__GIVEN TEXT__:

---+---

While EDN does have its roots in Clojure's reader, EDN is not exactly Clojure's external representation. Rather, it's a subset of Clojure's surface syntax in much the same way that JSON is a subset of JavaScript's. Like JSON, EDN works great outside of its "native language" (in fact, I've never used EDN from Clojure itself; I've only used it from Lua, Scheme, Python, C, C++, C#, Java, and JavaScript (not necessarily in that order)).

vram22 · on Dec 28, 2016

>Sorry, my intent (beside bringing up EDN) was to be playful. Tone is often difficult to communicate in writing.

I understand, and agree it can be difficult. Thanks for clearing that up, and no worries at all. Interesting info, BTW, about EDN. Will reply again in more detail later today with any comments/questions.

vram22 · on Dec 29, 2016

I'll need some time to check out EDN, so will message you with any comments later, since this thread might expire. Thanks again for letting me know about it.

zdkl · on Dec 30, 2016

I'm also interested to hear your perspective

vram22 · on Dec 30, 2016

Cool. Will try to comment before the thread expires, then (not sure what the period is), else will post the points here as a new thread under my id (vram22).

---+---

__EXERCISE TASK 1__: In the EDN thread, why does vram22 plan to send comments by message rather than reply in the thread on Dec 29? Answer in one to three sentences.
__EXERCISE TASK 2__: Set down everything in the EDN thread from "While EDN does" down to "communicate in writing.", word for word.
__EXERCISE TASK 3__: Write the next part of the EDN thread, picking up after its last post.
The data after this thread comes from a separate source.

__INFORMATION SHOWN__:
---+---

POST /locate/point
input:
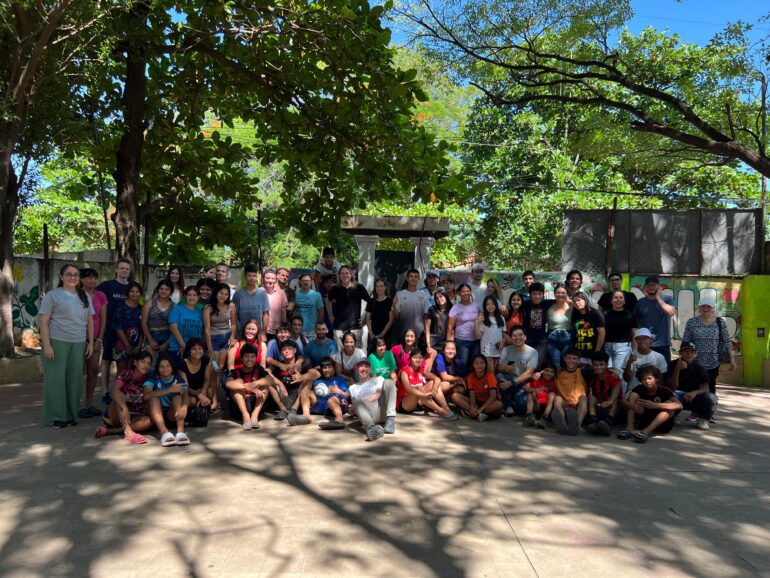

---+---

__TASK OUTPUT 1__: vram22 needs some time to check out EDN, and the thread might expire before then. So the comments will come later by message.

__TASK OUTPUT 2__:
While EDN does have its roots in Clojure's reader, EDN is not exactly Clojure's external representation. Rather, it's a subset of Clojure's surface syntax in much the same way that JSON is a subset of JavaScript's. Like JSON, EDN works great outside of its "native language" (in fact, I've never used EDN from Clojure itself; I've only used it from Lua, Scheme, Python, C, C++, C#, Java, and JavaScript (not necessarily in that order)).

vram22 · on Dec 28, 2016

>Sorry, my intent (beside bringing up EDN) was to be playful. Tone is often difficult to communicate in writing.

__TASK OUTPUT 3__:
vram22 · on Dec 29, 2016

Which Python library did you use for EDN (if any)? I had quickly googled for that, and saw a few, including one by Swaroop C H. Got any preferences? And same question for C.

vram22 · on Dec 31, 2016

Replying to myself as a way to quickly locate this lib in context:

https://github.com/swaroopch/edn_format

groovy2shoes · on Dec 31, 2016

Sorry, I just saw this question of yours!

I was an early adopter of EDN, and wound up rolling my own parser in Python. EDN is simple enough that you can realistically roll a parser for it, complete with tests, in one or two working days. I find this to be a huge advantage—EDN doesn't really have any corner cases, so implementation is very straightforward.

vram22 · on Jan 1, 2017

No problem, and thanks for the answer.

vram22 · on Jan 1, 2017

I tried out https://github.com/swaroopch/edn_format some (in Python). Will read up more on EDN, try things a bit more, and then reply here with any comments or impressions.

joshuata · on Dec 27, 2016

Many of these problems could be avoided if we used the character codes for unit (31) and record (30) separator. This would avoid any problems with tabs or line feeds, as well as better matching the intended semantics of ASCII/UTF-8

kedean · on Dec 27, 2016

That's suggested often, and the obvious rebuttal is that CSV is intended to be easily edited and relatively human-friendly. The unit/record characters are not on most(all?) keyboards, so editing the file in a text editor becomes pretty much impossible.

stouset · on Dec 27, 2016

As a counterpoint, nobody seems to be editing CSV files by hand any more. It appears at this point to be an interchange format between different spreadsheets, row-oriented databases, etc.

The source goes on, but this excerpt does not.